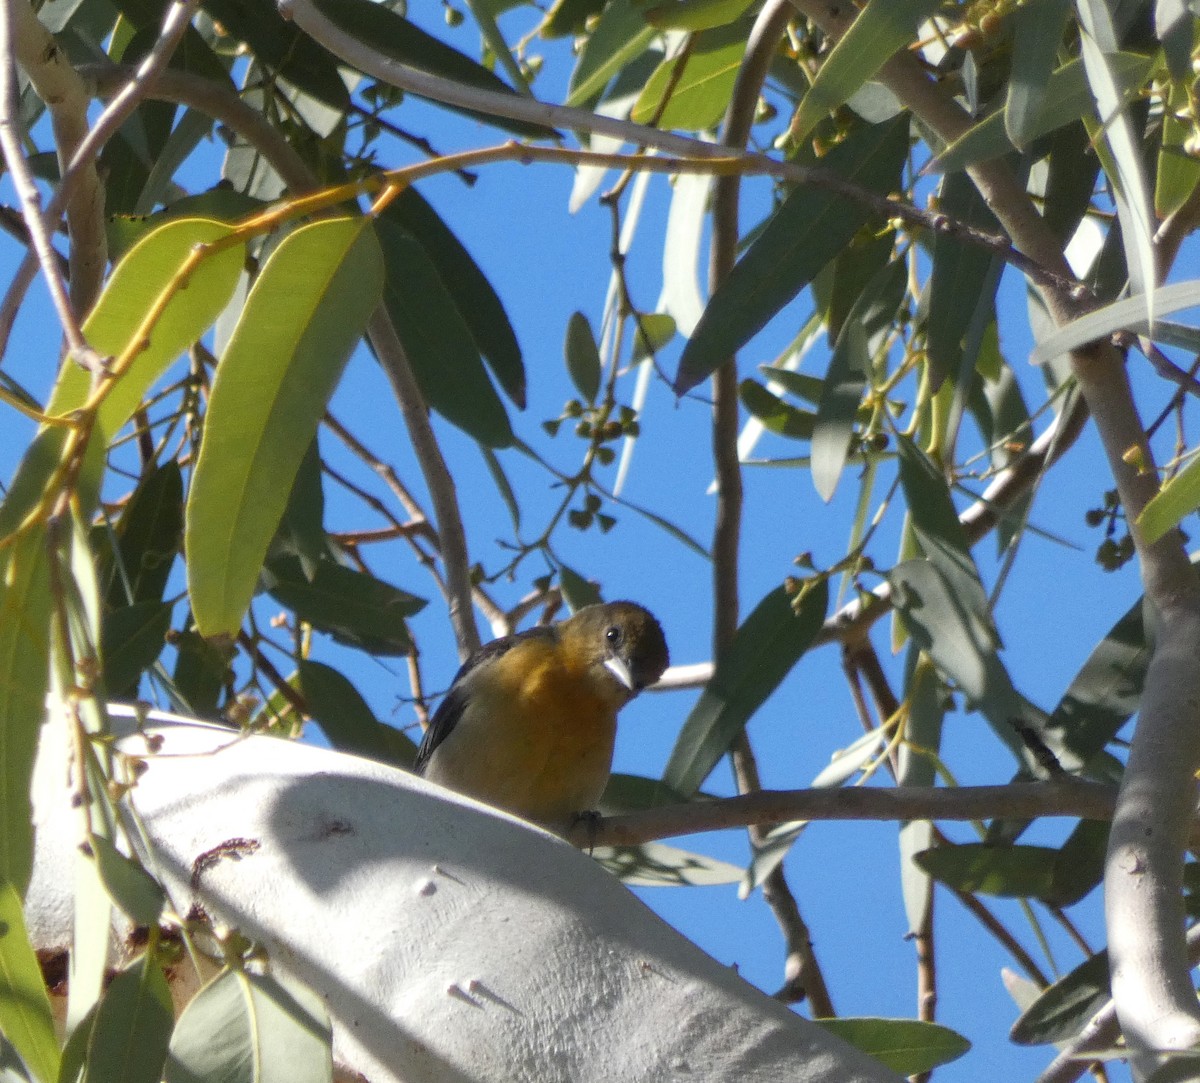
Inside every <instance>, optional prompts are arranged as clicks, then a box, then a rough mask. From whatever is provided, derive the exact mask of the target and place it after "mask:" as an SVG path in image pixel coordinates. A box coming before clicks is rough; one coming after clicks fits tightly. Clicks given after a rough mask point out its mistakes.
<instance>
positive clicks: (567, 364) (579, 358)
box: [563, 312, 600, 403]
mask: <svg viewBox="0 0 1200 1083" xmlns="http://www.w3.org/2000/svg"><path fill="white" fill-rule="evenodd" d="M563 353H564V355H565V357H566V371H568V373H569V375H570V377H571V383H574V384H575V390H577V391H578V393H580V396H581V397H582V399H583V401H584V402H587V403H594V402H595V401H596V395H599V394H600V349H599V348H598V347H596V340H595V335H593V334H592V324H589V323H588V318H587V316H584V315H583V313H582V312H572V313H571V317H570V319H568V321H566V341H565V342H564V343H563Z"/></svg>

----------

When a line of the records includes "instance", that line belongs in the answer.

* [RESPONSE TO THIS EXERCISE]:
Inside every <instance>, optional prompts are arranged as clicks, then a box, then a rough mask. From whatever is provided, derive the exact mask of the target and place it after "mask:" as an SVG path in image pixel coordinates. A box coming before clicks is rough; one coming after clicks fits tightly. Clicks given after a rough mask point out its mistakes.
<instance>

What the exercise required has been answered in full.